*Set problem 1*. Extract verbatim the passage of the article on Richard Horn's lawsuit that opens with the words containing "WASHINGTON, Aug. 26" and closes with "his civil rights.".

*Quoted text*.
---

Pubdate: Mon, 27 Aug 2001
Source: New York Times (NY)
Copyright: 2001 The New York Times Company
Contact:  http://www.nytimes.com/
Details: http://www.mapinc.org/media/298
Author: James Risen

ON TRIAL: FIGHTING DRUGS VS. FIGHTING DICTATORS

WASHINGTON, Aug. 26 - When the competing foreign policy objectives of 
federal agencies collide overseas, internal struggles often roil the 
cramped confines of an American embassy. But rarely do those testy 
little fights take on the bitterness, suspicion and prolonged legal 
wrangling that have marked the case of Richard Horn, a former agent 
of the Drug Enforcement Administration.

Mr. Horn, the drug agency's attache in Myanmar during the early 
1990's, says his home was illegally wiretapped in 1993, probably by 
the Central Intelligence Agency. A 54- year-old career D.E.A. agent 
who retired in December, Mr. Horn has sued both the C.I.A. station 
chief for Myanmar and the State Department's chief of mission at the 
embassy when he was there, seeking monetary damages for violations of 
his civil rights.

The government is defending both officials and has sought to dismiss 
his lawsuit, which the federal court, in the District of Columbia, 
has placed under seal. The suit has been stuck in court for seven 
years.

The facts are hotly disputed, and Mr. Horn's opponents say the 
wiretapping never happened. "There is absolutely nothing to it," said 
Franklin Huddle, Jr., who was the embassy chief of mission at the 
time.

Even so, the government has invoked a provision of the national 
security law known as the state-secrets privilege to prevent the 
disclosure of classified information in a civil lawsuit. A federal 
judge has approved the use of such privilege, and asked Mr. Horn's 
attorneys to explain how they can proceed without access to 
classified material.

Because the case is under seal, officials at the agencies involved 
say they are limited in what they can say about it. A drug agency 
spokesman declined comment. A State Department spokesman said, "It 
has always been our steadfast position that there is no merit" to the 
case. A spokeswoman for Central Intelligence said, "It's not the 
mission or part of its operations for the C.I.A. to surveil other 
U.S. officials or U.S. citizens at home or abroad."

---

(Items drawn from a data source)
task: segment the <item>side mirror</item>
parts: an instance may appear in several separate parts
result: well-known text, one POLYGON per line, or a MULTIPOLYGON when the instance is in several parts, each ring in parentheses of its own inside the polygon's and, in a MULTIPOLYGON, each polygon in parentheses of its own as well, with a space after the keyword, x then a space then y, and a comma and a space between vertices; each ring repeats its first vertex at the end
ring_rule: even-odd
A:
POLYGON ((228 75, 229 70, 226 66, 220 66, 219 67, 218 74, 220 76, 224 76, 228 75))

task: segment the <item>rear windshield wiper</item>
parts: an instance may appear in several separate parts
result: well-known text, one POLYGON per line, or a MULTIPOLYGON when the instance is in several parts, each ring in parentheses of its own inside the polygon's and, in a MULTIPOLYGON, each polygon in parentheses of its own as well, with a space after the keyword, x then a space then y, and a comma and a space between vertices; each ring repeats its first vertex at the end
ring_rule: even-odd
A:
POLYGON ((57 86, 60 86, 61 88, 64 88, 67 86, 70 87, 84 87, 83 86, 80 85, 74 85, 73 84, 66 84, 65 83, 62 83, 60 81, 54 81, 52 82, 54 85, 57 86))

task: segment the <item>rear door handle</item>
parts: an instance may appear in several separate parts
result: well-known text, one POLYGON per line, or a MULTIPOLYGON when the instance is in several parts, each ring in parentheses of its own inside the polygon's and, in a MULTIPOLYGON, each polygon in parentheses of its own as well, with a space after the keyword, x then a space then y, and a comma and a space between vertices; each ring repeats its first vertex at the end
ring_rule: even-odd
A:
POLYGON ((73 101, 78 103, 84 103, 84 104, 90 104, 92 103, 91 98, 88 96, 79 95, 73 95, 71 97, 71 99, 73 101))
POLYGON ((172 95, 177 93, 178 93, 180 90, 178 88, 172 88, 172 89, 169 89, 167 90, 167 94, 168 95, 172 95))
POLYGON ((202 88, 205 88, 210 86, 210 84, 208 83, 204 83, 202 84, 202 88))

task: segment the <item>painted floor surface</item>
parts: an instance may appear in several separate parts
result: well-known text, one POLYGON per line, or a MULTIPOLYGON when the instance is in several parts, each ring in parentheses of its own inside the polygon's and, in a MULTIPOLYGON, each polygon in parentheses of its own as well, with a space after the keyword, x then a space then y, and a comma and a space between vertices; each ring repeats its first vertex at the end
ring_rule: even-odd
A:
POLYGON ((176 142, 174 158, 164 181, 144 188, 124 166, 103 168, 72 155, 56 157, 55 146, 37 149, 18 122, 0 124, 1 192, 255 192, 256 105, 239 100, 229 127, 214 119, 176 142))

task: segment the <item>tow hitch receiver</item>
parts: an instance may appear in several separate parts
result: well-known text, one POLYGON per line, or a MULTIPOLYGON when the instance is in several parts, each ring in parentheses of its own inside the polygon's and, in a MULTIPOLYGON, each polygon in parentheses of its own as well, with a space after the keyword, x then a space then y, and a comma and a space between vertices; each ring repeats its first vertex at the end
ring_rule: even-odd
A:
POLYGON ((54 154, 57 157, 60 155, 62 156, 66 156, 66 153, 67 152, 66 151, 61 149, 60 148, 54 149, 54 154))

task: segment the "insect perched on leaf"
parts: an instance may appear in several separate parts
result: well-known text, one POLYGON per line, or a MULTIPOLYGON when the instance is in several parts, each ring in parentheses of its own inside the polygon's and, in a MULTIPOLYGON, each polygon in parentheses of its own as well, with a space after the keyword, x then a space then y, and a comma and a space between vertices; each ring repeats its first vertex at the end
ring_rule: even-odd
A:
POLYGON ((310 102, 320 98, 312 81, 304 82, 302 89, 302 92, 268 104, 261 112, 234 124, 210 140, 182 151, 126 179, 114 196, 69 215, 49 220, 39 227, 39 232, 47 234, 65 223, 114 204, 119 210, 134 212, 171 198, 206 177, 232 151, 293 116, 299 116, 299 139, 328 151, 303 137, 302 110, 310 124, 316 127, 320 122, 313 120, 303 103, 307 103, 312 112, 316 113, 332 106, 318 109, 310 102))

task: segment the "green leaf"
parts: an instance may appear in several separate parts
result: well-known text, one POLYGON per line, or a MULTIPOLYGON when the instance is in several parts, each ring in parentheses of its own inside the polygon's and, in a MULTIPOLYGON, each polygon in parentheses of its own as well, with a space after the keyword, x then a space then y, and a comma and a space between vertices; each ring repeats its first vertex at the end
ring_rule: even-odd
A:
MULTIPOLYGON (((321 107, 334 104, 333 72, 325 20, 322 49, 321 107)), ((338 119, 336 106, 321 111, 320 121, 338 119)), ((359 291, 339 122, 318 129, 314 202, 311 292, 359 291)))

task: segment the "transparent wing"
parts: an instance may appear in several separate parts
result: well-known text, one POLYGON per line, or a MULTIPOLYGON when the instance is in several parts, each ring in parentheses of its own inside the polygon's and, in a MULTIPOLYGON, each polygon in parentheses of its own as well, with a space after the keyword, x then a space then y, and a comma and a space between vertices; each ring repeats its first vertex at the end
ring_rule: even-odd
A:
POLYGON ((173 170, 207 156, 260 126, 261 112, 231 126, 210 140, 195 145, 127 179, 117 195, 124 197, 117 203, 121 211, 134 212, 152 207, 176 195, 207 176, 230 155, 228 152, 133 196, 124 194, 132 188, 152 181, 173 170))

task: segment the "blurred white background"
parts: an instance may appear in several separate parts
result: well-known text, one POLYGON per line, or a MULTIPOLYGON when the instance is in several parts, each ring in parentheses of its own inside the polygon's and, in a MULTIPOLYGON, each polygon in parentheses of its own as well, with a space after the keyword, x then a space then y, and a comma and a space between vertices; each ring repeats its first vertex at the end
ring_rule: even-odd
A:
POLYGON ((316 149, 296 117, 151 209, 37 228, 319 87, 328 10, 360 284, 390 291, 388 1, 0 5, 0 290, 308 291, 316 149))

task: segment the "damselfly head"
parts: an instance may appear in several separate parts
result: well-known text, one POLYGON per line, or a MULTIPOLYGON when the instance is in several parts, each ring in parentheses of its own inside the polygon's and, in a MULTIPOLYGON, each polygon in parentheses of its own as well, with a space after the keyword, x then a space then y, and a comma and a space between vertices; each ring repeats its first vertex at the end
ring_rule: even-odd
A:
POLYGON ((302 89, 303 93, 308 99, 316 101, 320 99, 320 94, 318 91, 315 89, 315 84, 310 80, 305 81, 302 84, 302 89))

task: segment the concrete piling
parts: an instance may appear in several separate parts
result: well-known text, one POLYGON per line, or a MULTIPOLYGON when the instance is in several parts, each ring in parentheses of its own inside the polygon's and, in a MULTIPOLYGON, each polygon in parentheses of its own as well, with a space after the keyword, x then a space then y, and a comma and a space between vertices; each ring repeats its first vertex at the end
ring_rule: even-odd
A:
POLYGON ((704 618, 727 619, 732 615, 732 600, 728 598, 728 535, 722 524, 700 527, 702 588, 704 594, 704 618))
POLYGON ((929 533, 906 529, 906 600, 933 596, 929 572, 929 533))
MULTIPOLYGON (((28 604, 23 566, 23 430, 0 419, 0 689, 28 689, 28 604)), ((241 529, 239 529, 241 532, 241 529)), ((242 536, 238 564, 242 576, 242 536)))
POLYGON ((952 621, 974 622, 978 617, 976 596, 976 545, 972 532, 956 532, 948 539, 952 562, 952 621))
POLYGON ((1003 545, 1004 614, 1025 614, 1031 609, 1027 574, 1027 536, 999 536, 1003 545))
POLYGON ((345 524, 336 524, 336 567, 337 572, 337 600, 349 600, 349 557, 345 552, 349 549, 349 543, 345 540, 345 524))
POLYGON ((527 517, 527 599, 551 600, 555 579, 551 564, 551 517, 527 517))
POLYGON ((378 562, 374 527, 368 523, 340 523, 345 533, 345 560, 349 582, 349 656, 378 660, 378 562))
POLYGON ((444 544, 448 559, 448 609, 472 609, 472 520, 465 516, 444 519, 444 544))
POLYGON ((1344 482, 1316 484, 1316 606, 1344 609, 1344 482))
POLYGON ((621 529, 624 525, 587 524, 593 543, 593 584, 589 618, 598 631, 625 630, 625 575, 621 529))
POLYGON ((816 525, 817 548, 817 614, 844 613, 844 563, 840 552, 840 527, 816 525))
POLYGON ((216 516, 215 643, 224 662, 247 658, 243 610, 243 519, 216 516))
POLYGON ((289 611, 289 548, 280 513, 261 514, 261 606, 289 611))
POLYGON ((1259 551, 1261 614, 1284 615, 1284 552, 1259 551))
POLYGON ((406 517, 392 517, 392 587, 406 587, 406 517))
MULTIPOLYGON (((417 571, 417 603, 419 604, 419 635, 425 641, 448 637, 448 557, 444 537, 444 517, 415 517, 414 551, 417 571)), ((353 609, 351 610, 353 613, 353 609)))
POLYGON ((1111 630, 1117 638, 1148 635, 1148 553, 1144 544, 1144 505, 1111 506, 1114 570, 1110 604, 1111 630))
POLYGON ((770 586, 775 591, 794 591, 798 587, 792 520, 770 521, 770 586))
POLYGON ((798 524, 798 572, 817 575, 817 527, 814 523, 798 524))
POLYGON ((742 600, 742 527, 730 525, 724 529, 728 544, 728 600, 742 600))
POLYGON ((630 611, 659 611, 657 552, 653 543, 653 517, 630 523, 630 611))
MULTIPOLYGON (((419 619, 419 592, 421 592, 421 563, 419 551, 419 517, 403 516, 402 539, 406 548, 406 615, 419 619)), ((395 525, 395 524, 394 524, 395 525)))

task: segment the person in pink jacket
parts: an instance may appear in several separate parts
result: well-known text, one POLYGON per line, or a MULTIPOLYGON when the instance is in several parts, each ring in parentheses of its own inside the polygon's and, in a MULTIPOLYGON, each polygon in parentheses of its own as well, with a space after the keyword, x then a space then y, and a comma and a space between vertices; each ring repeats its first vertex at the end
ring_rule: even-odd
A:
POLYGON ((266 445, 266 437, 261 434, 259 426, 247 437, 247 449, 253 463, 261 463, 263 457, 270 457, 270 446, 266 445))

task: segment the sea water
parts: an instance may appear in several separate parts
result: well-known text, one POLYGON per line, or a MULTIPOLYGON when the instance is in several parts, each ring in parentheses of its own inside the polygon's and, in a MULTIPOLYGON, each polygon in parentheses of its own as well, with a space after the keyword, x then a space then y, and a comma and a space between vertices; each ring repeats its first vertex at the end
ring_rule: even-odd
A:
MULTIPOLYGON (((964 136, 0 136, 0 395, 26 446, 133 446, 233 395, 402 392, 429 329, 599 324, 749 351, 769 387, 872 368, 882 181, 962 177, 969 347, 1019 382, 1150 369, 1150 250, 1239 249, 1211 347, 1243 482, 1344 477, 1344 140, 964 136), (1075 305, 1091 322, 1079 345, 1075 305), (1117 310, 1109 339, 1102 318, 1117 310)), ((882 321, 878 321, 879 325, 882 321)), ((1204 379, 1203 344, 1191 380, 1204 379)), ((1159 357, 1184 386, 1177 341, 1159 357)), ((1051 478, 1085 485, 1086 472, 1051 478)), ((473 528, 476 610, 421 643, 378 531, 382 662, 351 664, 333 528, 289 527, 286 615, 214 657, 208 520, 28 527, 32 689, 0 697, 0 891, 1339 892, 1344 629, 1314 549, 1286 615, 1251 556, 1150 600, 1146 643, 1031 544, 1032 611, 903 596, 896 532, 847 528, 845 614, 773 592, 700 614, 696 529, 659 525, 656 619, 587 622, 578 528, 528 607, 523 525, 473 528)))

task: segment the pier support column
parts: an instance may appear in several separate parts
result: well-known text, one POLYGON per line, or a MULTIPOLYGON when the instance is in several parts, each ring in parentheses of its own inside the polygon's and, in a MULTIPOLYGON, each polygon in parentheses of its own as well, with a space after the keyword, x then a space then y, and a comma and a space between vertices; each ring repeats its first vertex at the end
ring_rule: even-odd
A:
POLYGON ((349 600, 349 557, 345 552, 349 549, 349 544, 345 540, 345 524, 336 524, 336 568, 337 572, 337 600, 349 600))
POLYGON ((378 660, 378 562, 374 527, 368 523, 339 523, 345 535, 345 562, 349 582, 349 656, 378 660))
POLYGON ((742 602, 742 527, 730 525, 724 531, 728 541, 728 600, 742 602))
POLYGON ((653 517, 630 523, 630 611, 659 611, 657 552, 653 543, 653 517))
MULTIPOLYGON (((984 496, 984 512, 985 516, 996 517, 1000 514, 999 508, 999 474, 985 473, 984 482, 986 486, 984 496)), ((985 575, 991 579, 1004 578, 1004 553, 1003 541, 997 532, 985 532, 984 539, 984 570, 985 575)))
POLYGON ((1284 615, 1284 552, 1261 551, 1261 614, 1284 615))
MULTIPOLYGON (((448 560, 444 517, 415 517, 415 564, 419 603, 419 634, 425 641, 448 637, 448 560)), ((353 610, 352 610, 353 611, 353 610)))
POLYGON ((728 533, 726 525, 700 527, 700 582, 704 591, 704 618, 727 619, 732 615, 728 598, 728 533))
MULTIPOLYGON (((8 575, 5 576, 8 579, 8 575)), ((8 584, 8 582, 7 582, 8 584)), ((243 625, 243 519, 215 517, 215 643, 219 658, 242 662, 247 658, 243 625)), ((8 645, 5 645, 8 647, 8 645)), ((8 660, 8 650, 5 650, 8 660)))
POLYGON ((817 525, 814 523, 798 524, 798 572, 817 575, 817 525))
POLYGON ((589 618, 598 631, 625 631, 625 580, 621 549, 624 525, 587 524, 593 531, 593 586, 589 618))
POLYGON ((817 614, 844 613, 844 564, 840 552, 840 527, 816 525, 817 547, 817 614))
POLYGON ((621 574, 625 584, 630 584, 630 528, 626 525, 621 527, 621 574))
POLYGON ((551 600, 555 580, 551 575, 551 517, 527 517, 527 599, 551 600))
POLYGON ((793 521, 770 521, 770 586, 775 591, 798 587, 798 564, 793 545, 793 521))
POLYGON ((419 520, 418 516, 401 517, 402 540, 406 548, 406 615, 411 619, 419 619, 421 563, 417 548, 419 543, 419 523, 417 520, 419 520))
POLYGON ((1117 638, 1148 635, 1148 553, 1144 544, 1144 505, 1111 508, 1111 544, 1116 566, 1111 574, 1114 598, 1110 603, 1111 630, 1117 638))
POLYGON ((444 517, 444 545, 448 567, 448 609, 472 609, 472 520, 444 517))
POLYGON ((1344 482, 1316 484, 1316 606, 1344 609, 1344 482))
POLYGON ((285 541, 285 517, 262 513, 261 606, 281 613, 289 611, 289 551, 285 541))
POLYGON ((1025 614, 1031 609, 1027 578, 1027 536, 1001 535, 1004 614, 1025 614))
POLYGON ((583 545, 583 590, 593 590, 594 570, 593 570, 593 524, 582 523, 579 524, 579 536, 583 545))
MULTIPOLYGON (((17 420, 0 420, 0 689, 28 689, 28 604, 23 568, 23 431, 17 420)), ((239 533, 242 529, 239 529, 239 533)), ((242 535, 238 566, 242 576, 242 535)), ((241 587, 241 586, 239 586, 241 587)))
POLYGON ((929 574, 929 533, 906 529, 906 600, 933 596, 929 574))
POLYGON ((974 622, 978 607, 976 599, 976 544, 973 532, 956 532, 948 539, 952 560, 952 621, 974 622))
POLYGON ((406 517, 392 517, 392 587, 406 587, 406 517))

---

*Set problem 2*. From the records, present as a numbered list only the lines from the one containing "task: segment the concrete piling" through the one containing "POLYGON ((929 533, 906", both included, and omit any blank lines.

*Response 1*.
WASHINGTON, Aug. 26 - When the competing foreign policy objectives of 
federal agencies collide overseas, internal struggles often roil the 
cramped confines of an American embassy. But rarely do those testy 
little fights take on the bitterness, suspicion and prolonged legal 
wrangling that have marked the case of Richard Horn, a former agent 
of the Drug Enforcement Administration.

Mr. Horn, the drug agency's attache in Myanmar during the early 
1990's, says his home was illegally wiretapped in 1993, probably by 
the Central Intelligence Agency. A 54- year-old career D.E.A. agent 
who retired in December, Mr. Horn has sued both the C.I.A. station 
chief for Myanmar and the State Department's chief of mission at the 
embassy when he was there, seeking monetary damages for violations of 
his civil rights.

*Response 2*.
1. task: segment the concrete piling
2. parts: an instance may appear in several separate parts
3. result: well-known text, one POLYGON per line, or a MULTIPOLYGON when the instance is in several parts, each ring in parentheses of its own inside the polygon's and, in a MULTIPOLYGON, each polygon in parentheses of its own as well, with a space after the keyword, x then a space then y, and a comma and a space between vertices; each ring repeats its first vertex at the end
4. ring_rule: even-odd
5. A:
6. POLYGON ((704 618, 727 619, 732 615, 732 600, 728 598, 728 535, 722 524, 700 527, 702 588, 704 594, 704 618))
7. POLYGON ((929 533, 906 529, 906 600, 933 596, 929 572, 929 533))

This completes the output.